At the beginning of Lockdown in March, once my sheer horror and fear of it had subsided somewhat, I was quite hopeful, positive even.
We were all in this together and the whole world was suddenly available at the touch of a laptop key. Everyone I had ever tried to explain the feeling of being ‘stuck at home’ to – due to MS and the treatment I had for it – now knew what I was talking about.
Excellent, so far so good. Progress?
And so it continued – local groups sprang up, offering much-needed help and support. The TV, internet and newspapers assured us we were Never Alone and I truly hoped disability rights and awareness would finally be advanced by decades, now we were all in the same boat, unable to access even the most basic services.
Now we are in June though, and I’m increasingly anxious. I’ve been fortunate to only work with one other person in a wide open space throughout this time, as well as having my University student son move back home for the duration.
However, for the last two weeks there has been a subtle but noticeable shift.
Unable to access supermarket shopping slots when I needed them the most, I’ve been queuing, waiting and working up the courage to face my MS nemesis. Before the pandemic, shopping in real life was a total no-go area for me, but now it is a necessity.
The first problem are the queues; I simply cannot queue without a walking stick or leaning on something. The second problem is the weather. I can’t deal with the heat, or Uhthoff phenomenon. Once in the shop, I’m pushed forward by the people behind me who probably wonder why I can’t decide what to buy. They jingle their coins in their pockets, sigh loudly and shift from foot to foot in an exaggerated fashion. Or they just brush past me, muttering vile insults under their breath.
My hands tremble, I lose my balance (impossible to use a walking stick and carry a basket simultaneously). Once at the queue for the checkout, it’s the same. We are of course rushed through after waiting in line and I drop most of the shopping I’m buying. I try to explain, but they’re busy and the queue behind me is growing as is the animosity.
Two weeks ago I had to ‘prove’ my disability to a man outside a supermarket, who was in charge of the queue. He had a high-vis jacket and a fat book of rules. After a loud, public conversation, and showing my MS Society card which states I have MS, plus my son’s NHS staff card, I was grudgingly allowed into the shop. The same thing happened today – I was harangued by an elderly gentleman who wondered why I was being too slow through the shop’s newly-introduced one-way system.
I can’t do it.
In many ways, I feel more disabled now than ever and I wonder why we are not being heard in amongst the conflicted messages from government . Casting my mind back to my diagnosis in 2012, I had the same fears, and without knowing it, I could kind of blend in, just about. Now, that’s impossible. My anxiety levels are rising and everyday things I once took for granted, with a huge MS exception, are almost out my reach.
So I stay in my house and study and chat to my son. My boss picks me up and takes me home again. My world is very small, despite my large Zoom window.
Once it was my MS treatment which shoved me onto the sofa, now it’s the world.

Records:
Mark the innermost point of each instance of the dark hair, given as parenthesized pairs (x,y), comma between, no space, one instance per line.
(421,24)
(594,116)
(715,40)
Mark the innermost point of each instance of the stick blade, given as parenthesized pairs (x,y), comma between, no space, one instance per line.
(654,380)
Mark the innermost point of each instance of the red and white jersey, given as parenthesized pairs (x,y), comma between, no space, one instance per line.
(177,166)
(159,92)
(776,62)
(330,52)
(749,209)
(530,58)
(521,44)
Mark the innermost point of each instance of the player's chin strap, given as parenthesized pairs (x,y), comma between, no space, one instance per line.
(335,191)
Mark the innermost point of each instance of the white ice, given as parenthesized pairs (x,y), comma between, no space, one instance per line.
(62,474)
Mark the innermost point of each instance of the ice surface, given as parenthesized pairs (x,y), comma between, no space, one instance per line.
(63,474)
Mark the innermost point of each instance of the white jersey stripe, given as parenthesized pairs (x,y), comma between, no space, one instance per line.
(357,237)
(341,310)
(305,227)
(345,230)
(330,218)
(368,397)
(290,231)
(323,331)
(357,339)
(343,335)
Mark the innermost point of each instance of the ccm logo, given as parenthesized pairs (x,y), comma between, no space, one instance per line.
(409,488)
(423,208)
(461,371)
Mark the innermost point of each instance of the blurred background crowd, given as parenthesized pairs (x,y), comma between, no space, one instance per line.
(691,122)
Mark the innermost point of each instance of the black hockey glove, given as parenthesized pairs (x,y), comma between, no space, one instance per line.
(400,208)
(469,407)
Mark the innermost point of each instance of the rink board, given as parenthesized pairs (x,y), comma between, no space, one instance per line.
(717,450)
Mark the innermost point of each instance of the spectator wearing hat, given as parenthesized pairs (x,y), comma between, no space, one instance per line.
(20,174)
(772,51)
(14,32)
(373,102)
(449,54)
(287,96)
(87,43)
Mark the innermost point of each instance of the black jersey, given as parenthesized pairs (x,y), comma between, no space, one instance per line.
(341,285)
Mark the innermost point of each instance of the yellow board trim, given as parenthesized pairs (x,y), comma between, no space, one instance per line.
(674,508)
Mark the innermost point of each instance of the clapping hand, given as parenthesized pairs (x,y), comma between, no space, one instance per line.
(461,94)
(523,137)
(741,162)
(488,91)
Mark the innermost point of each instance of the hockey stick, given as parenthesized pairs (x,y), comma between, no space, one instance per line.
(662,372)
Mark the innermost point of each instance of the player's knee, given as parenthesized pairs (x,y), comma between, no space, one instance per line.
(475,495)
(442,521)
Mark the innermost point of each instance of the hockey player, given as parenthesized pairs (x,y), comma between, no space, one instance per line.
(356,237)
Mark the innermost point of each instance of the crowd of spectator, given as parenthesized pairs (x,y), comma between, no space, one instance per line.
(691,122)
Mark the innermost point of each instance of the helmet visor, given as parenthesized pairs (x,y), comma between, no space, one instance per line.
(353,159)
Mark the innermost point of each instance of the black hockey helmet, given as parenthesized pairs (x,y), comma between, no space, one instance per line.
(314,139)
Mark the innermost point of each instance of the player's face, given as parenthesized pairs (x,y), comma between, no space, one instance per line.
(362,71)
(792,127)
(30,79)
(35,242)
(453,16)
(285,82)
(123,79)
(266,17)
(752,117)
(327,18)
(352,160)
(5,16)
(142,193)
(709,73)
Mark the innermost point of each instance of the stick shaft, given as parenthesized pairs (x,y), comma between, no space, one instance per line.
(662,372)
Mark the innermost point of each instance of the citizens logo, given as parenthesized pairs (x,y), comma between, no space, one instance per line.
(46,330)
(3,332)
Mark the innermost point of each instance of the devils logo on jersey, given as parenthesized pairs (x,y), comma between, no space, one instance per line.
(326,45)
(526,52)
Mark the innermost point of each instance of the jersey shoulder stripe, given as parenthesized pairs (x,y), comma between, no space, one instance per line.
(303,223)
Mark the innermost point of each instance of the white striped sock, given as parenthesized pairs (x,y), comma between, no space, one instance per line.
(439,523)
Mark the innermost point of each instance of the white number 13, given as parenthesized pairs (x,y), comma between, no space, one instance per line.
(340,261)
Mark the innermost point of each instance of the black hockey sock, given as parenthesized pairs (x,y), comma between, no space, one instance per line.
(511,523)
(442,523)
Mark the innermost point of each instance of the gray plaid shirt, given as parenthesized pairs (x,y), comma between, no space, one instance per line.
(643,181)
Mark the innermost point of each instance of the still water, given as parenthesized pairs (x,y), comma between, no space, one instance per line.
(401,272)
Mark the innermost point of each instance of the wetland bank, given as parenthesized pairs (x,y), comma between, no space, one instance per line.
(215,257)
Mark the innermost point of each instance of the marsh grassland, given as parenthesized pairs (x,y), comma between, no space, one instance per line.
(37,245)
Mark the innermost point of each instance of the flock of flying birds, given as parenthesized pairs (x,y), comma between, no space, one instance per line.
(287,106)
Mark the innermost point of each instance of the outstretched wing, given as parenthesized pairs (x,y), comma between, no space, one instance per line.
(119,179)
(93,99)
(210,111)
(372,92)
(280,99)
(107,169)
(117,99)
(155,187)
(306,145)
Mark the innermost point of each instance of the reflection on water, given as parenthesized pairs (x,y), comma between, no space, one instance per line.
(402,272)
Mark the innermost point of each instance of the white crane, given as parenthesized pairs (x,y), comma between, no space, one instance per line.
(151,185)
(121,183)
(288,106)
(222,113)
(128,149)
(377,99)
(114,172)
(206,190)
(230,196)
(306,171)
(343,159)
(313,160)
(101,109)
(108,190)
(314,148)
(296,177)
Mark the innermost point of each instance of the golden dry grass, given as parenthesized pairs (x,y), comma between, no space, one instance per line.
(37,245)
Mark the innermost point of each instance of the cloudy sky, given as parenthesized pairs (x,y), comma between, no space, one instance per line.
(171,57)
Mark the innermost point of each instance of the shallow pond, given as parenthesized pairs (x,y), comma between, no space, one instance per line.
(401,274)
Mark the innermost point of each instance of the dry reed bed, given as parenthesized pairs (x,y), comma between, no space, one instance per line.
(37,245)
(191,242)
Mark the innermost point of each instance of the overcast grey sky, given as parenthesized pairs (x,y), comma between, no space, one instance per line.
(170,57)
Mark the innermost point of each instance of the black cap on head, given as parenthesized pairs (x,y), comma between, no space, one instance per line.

What is required:
Reproduce word for word the part of the essay about living with MS during lockdown that begins at the words "The first problem" and stops after "is the animosity.". Rely on the essay about living with MS during lockdown and nothing else.

Exercise result:
The first problem are the queues; I simply cannot queue without a walking stick or leaning on something. The second problem is the weather. I can’t deal with the heat, or Uhthoff phenomenon. Once in the shop, I’m pushed forward by the people behind me who probably wonder why I can’t decide what to buy. They jingle their coins in their pockets, sigh loudly and shift from foot to foot in an exaggerated fashion. Or they just brush past me, muttering vile insults under their breath.
My hands tremble, I lose my balance (impossible to use a walking stick and carry a basket simultaneously). Once at the queue for the checkout, it’s the same. We are of course rushed through after waiting in line and I drop most of the shopping I’m buying. I try to explain, but they’re busy and the queue behind me is growing as is the animosity.